▸ **Available records**:
===============

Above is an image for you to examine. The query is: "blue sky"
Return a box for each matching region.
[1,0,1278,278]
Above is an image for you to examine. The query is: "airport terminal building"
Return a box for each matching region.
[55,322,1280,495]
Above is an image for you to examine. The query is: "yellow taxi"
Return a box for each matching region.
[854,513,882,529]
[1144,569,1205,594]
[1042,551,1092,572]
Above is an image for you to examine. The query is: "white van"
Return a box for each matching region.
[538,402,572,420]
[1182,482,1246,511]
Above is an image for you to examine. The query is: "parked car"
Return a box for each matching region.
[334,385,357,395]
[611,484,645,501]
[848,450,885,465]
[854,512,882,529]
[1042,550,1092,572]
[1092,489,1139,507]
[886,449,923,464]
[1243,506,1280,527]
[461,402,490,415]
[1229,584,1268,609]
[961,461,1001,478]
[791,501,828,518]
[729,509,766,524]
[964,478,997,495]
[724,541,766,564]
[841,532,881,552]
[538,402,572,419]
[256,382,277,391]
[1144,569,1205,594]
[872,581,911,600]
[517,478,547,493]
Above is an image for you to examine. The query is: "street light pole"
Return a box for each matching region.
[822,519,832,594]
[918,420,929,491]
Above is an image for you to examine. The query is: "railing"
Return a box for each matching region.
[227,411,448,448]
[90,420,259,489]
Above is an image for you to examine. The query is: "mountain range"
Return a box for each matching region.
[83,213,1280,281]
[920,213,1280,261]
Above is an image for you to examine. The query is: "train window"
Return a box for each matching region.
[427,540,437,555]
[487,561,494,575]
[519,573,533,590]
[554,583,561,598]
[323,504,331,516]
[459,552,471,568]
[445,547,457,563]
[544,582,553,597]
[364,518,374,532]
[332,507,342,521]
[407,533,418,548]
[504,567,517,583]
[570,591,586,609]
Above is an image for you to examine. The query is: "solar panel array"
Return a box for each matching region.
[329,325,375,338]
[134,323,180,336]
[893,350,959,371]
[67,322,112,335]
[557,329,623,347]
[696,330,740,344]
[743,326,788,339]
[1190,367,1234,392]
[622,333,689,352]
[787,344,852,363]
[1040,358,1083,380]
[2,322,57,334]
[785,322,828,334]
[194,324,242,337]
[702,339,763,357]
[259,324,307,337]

===============

▸ **Prompt**:
Copy every line above without altering a word.

▸ **Task result**:
Above is an image for you to examine. The query is: "blue sky"
Return a box for each matching region.
[1,0,1278,278]
Above is an image for you to examine. The query is: "airport terminal building"
Return a box for each matching region.
[55,322,1280,495]
Above is an image for you to examine. The query is: "yellow taxi"
Return a box for each matching region.
[854,513,882,529]
[1144,569,1205,594]
[1042,551,1092,572]
Above is an image for you to examine. The query is: "white van"
Return a box for each matching region.
[538,402,572,420]
[1182,482,1246,511]
Above is an image for you to examine. The query is: "parked car"
Return a box for each matching region.
[334,385,357,395]
[611,484,645,501]
[848,450,885,465]
[854,512,882,529]
[1042,550,1092,572]
[1092,489,1139,507]
[886,449,923,464]
[1243,506,1280,527]
[461,402,490,415]
[1229,584,1268,609]
[961,461,1001,478]
[791,501,828,518]
[729,509,766,524]
[964,478,997,495]
[724,541,766,564]
[841,532,881,552]
[538,402,572,419]
[256,382,277,391]
[1144,569,1205,594]
[872,581,911,600]
[517,478,547,493]
Above is an image for you to examine. The query is: "street light pole"
Return a box for each matching region.
[822,519,832,594]
[918,420,929,491]
Above is an image for you to examine. The query is: "railing"
Return a box for each matching region.
[227,411,448,448]
[90,420,259,489]
Above is an image for you to examine. The query is: "mountain range"
Return a box for each matching region.
[83,213,1280,281]
[920,213,1280,261]
Above is an image for you to examine. The query is: "train window"
Return a box for each matching region.
[427,540,437,555]
[487,561,494,575]
[519,573,533,590]
[554,583,561,598]
[323,504,331,516]
[459,552,471,568]
[445,547,457,563]
[544,582,553,597]
[364,518,374,532]
[332,507,342,521]
[407,533,418,548]
[504,567,517,583]
[570,591,586,609]
Above is an image for you to examine. The query is: "solar panel array"
Return a box for each matching region.
[329,325,375,338]
[134,323,180,336]
[893,350,959,371]
[67,322,112,335]
[557,329,623,347]
[696,330,740,344]
[743,326,788,339]
[1190,367,1234,392]
[622,333,689,352]
[787,344,852,363]
[1040,358,1083,380]
[2,322,57,334]
[785,322,828,334]
[194,324,242,337]
[702,339,763,357]
[259,324,307,337]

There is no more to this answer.